### What you are asked to do
Among the entries that follow, count the lines with the word "hair" and report the number by itself.

### Information supplied
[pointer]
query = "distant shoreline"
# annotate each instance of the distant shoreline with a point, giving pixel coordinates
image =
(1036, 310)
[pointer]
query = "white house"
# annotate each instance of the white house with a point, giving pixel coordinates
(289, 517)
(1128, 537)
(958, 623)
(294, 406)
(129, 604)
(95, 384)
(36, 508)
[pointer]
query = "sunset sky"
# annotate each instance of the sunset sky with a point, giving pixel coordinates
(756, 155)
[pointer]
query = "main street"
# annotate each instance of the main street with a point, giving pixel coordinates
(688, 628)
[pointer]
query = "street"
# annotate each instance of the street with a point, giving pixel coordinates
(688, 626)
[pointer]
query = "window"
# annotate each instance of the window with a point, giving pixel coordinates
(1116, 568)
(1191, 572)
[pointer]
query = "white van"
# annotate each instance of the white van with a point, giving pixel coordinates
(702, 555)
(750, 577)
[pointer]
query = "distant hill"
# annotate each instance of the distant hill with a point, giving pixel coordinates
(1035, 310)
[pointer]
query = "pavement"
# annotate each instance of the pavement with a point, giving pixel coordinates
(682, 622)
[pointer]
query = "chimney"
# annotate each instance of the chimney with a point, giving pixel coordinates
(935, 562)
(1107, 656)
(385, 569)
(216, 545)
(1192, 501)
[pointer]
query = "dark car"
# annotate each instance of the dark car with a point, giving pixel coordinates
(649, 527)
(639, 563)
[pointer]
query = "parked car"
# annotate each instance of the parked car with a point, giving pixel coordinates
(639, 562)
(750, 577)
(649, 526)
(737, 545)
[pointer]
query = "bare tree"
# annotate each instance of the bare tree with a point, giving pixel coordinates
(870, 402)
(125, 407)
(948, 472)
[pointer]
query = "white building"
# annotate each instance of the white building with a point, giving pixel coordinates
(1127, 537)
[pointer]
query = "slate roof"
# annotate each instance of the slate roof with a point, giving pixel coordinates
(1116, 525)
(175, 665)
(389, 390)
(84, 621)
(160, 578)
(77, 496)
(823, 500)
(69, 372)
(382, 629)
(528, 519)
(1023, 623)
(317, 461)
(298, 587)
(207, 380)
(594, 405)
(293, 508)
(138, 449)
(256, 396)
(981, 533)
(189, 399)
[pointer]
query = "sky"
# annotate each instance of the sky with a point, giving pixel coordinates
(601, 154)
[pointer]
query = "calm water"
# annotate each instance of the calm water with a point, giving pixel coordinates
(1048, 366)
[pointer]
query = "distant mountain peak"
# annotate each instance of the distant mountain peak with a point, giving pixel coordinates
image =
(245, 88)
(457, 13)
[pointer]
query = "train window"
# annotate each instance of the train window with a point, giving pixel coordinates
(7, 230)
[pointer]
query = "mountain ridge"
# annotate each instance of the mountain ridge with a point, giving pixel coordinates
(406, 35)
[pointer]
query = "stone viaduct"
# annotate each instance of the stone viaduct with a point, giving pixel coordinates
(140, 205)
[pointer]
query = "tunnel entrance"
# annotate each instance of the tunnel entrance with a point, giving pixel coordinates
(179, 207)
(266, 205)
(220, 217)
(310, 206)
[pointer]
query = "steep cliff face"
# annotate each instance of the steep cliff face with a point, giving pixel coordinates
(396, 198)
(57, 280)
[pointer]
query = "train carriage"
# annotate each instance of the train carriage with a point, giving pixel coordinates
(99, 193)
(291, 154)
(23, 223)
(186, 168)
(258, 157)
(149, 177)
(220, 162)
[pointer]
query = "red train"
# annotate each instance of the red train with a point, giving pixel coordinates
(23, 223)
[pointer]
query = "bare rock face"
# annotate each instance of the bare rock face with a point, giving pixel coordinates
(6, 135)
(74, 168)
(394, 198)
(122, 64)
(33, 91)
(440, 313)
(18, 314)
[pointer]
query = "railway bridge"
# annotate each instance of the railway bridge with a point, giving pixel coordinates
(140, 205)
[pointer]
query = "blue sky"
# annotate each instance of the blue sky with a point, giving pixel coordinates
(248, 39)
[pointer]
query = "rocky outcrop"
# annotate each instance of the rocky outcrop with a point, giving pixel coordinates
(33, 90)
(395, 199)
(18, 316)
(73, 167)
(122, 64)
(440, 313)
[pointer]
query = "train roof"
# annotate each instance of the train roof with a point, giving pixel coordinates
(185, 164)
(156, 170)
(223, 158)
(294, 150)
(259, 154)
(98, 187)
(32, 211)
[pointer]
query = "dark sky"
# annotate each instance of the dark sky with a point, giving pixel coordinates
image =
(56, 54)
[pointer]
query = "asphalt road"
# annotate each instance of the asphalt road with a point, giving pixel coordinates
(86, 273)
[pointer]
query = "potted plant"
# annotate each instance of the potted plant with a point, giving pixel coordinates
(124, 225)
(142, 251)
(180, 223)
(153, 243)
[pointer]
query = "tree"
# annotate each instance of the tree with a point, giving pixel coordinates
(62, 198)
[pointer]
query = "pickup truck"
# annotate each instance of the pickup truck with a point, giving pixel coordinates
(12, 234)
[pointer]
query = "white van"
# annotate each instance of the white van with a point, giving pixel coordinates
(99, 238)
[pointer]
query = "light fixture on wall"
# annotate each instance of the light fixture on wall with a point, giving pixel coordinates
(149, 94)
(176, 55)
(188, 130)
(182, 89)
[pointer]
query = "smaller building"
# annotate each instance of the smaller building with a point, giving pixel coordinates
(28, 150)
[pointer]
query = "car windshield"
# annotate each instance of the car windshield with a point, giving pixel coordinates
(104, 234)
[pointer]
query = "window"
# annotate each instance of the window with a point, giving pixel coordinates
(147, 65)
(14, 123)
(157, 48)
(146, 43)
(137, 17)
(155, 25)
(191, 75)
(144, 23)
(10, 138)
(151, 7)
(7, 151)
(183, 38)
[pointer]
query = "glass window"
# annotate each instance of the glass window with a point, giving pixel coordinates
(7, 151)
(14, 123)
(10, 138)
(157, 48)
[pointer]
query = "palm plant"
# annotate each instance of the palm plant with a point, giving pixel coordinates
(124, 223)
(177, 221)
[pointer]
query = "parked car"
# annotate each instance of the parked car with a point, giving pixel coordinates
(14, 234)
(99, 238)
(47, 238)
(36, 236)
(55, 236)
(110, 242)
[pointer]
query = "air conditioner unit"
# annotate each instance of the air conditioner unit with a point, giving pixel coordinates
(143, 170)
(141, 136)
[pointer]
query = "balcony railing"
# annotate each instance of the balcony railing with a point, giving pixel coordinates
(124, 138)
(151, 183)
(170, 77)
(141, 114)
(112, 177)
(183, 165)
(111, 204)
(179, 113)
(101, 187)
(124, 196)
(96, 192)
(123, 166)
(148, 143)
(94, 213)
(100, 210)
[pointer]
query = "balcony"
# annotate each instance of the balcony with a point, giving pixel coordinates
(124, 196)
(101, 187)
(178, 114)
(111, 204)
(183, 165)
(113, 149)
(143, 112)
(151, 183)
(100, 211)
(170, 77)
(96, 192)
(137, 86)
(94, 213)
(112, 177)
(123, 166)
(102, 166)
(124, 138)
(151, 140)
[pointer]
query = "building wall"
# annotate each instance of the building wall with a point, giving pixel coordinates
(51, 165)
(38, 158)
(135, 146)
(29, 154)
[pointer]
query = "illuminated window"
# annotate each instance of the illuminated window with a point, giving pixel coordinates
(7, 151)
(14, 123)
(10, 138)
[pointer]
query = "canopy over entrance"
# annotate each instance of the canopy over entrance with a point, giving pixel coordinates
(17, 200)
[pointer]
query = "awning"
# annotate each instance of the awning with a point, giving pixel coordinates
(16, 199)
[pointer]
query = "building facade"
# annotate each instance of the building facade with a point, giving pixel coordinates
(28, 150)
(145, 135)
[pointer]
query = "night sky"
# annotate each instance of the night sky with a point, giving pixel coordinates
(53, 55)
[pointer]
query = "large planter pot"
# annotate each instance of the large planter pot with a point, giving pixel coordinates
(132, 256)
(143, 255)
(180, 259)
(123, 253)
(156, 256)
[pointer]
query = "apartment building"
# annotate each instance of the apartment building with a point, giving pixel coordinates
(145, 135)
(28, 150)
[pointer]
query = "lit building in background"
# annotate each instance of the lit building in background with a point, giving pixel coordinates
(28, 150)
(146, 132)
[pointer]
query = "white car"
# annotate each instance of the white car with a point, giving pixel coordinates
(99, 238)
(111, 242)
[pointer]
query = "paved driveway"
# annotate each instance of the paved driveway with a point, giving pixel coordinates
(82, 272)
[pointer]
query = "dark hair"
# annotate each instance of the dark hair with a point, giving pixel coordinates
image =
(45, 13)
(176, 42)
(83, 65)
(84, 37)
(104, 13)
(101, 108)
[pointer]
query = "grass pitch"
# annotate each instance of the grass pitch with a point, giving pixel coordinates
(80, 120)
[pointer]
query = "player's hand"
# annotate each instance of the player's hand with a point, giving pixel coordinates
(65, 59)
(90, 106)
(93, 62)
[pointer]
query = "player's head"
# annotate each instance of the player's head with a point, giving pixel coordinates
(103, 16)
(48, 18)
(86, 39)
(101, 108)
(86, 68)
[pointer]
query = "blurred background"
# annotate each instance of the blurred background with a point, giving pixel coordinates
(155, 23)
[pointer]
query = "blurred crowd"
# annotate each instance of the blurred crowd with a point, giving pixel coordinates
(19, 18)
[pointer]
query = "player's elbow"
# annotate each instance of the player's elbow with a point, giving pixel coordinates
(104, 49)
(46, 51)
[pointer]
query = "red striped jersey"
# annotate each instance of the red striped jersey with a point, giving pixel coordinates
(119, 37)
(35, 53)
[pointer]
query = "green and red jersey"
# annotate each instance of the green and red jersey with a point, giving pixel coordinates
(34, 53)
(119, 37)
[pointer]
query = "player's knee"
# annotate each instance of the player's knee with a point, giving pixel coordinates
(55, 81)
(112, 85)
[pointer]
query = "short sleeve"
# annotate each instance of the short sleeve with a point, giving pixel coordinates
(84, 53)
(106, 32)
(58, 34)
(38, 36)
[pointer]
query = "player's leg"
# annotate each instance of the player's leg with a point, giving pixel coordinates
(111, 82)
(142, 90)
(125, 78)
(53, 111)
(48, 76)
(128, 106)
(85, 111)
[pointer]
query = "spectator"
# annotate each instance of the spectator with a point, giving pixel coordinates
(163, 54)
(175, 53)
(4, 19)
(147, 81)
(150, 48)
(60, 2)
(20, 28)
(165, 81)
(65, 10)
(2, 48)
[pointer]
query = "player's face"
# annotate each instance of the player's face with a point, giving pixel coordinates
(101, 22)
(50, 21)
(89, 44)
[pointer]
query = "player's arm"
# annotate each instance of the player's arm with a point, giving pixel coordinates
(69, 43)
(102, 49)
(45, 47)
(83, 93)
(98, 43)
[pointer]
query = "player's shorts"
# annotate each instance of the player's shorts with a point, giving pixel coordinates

### Task output
2